CONSEGNA: Riporta parola per parola il brano del testo sul fumetto dell'esodo giuliano-dalmata che comincia con "Nel primo numero" e termina con "di un’intera città.".

TESTO DI PARTENZA:
*****
Nel primo numero dell’anno (1/2019) la rivista Mondoperaio ha ospitato una storia a fumetti  che narra una vicenda d’amore ambientata nella Torino del dopoguerra, durante l’esodo giuliano-dalmata.
Una vicenda di solidarietà e accoglienza da parte di un’intera città.
Il fumetto è stato prodotto dall’Anonima fumetti, dall’Accademia di progettazione sociale Maggiora e dal Rotary Torino Sud est. Soggetto e sceneggiatura Nico Vassallo, disegni Marcello Restaldi, consulenza storica Enrico Miletto. 

 

L’esodo dimenticato
Antonio Ballarin, presidente nazionale dell’ANVGD

Quando nel 1964 Umberto Eco mandò in libreria “Apocalittici e integrati” e sdoganò la cultura pop, sul “Giorno” la recensione di Pietro Citati venne intitolata “La Pavone e Superman a braccetto di Kant”. Lo ha ricordato Pierluigi Battista nel suo “Il partito degli intellettuali” (Laterza, 2001), il quale ha poi elencato i titoli altrettanto sarcastici degli altri giornali: “Mandrake entra all’università”, “Dall’estetica a Rita Pavone”, “Passaporto culturale per Mandrake e Topolino”, “I fumetti entrano nelle università come impegnativa materia di studio”.
Che i fumetti siano poi davvero entrati nelle università si può discutere: il misoneismo dei nostri baroni non è mai stato facilmente permeabile. Ma dopo più di cinquant’anni almeno noi abbiamo capito l’antifona, e facciamo entrare i fumetti nel nostro modesto laboratorio politico-culturale.
*****
DATI FORNITI:
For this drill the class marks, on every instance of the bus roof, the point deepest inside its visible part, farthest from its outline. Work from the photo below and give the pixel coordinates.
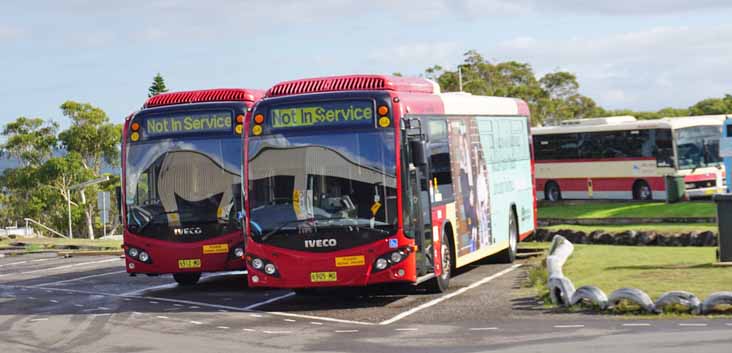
*****
RISULTATO:
Nel primo numero dell’anno (1/2019) la rivista Mondoperaio ha ospitato una storia a fumetti  che narra una vicenda d’amore ambientata nella Torino del dopoguerra, durante l’esodo giuliano-dalmata.
Una vicenda di solidarietà e accoglienza da parte di un’intera città.